[Pointing entries for named objects]
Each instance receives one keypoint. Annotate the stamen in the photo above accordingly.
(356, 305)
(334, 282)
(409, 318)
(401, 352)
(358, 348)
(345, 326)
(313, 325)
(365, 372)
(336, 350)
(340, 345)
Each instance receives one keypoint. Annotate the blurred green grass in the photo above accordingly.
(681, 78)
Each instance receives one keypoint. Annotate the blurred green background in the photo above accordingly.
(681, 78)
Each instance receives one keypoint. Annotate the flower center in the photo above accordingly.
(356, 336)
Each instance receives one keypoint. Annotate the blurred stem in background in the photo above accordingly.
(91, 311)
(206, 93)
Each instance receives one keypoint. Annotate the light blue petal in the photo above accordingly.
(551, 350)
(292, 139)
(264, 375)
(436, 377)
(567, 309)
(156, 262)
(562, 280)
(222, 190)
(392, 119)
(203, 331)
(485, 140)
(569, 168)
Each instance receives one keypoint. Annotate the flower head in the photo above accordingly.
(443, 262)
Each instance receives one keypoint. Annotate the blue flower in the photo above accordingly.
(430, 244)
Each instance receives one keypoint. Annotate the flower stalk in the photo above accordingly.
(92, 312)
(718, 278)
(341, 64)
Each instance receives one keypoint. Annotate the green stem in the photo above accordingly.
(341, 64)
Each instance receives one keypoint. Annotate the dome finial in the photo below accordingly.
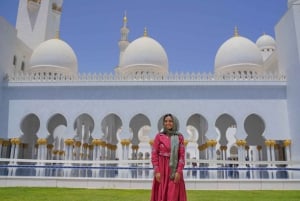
(145, 31)
(236, 32)
(125, 18)
(57, 35)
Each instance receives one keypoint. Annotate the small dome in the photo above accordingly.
(53, 55)
(266, 42)
(145, 54)
(238, 52)
(291, 2)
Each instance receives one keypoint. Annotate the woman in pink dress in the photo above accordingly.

*Written task*:
Arrange every line of the records above as a Markdown table with the columns Row and Line, numbering each row and skipping blank lines. Omit the pictures.

*Answer to this problem*:
| Row | Line |
|---|---|
| 1 | Each instance receives one keypoint. Annotate the stamen in the photo above accordingly. |
| 2 | (356, 305) |
| 3 | (334, 282) |
| 4 | (409, 318) |
| 5 | (401, 352) |
| 6 | (358, 348) |
| 7 | (345, 326) |
| 8 | (313, 325) |
| 9 | (365, 372) |
| 10 | (336, 350) |
| 11 | (340, 345) |
| 12 | Each instance receives one keypoint. Annotate the blurred green grass in the photo above accordingly. |
| 13 | (681, 78) |
| 14 | Each instance receives one keypoint. Annotate the blurred green background in the photo above accordingly. |
| 15 | (681, 78) |
| 16 | Each instance receives one keypoint. Annotate the flower center in the photo above accordingly. |
| 17 | (356, 336) |
| 18 | Each instance receives one keypoint. Annotate the blurred stem in background in the photo above accordingly. |
| 19 | (91, 311) |
| 20 | (206, 93) |
| 21 | Each instance receives one keypoint. Annotate the light blue petal in the photo above accordingly. |
| 22 | (551, 350) |
| 23 | (292, 139) |
| 24 | (264, 375) |
| 25 | (436, 377) |
| 26 | (567, 309) |
| 27 | (156, 262) |
| 28 | (562, 280) |
| 29 | (222, 190) |
| 30 | (392, 119) |
| 31 | (203, 331) |
| 32 | (485, 140) |
| 33 | (569, 168) |
| 34 | Each instance receives one keypoint. Annotate the flower head in the photo above accordingly. |
| 35 | (443, 262) |
| 36 | Each instance receives one keypoint. Annotate the blue flower in the photo above accordingly. |
| 37 | (430, 244) |
| 38 | Each instance receives one keypoint. Annotate the flower stalk in the photo above accordingly. |
| 39 | (92, 312) |
| 40 | (718, 278) |
| 41 | (341, 64) |
| 42 | Each instance receives one keypoint. Annotate the green stem in the photo above accordingly. |
| 43 | (341, 64) |
| 44 | Each instance receives one keypoint. Annotate the dome finial in the photo below accordingly. |
| 45 | (145, 31) |
| 46 | (236, 32) |
| 47 | (125, 18) |
| 48 | (57, 35) |
| 49 | Each instance receives one keypoint. Annotate the small dome in the photo above accordingly. |
| 50 | (53, 55) |
| 51 | (266, 42) |
| 52 | (145, 54) |
| 53 | (238, 52) |
| 54 | (291, 2) |
| 55 | Each instance receives one keypoint. Annotate the woman in pink dress in the photo above accordingly. |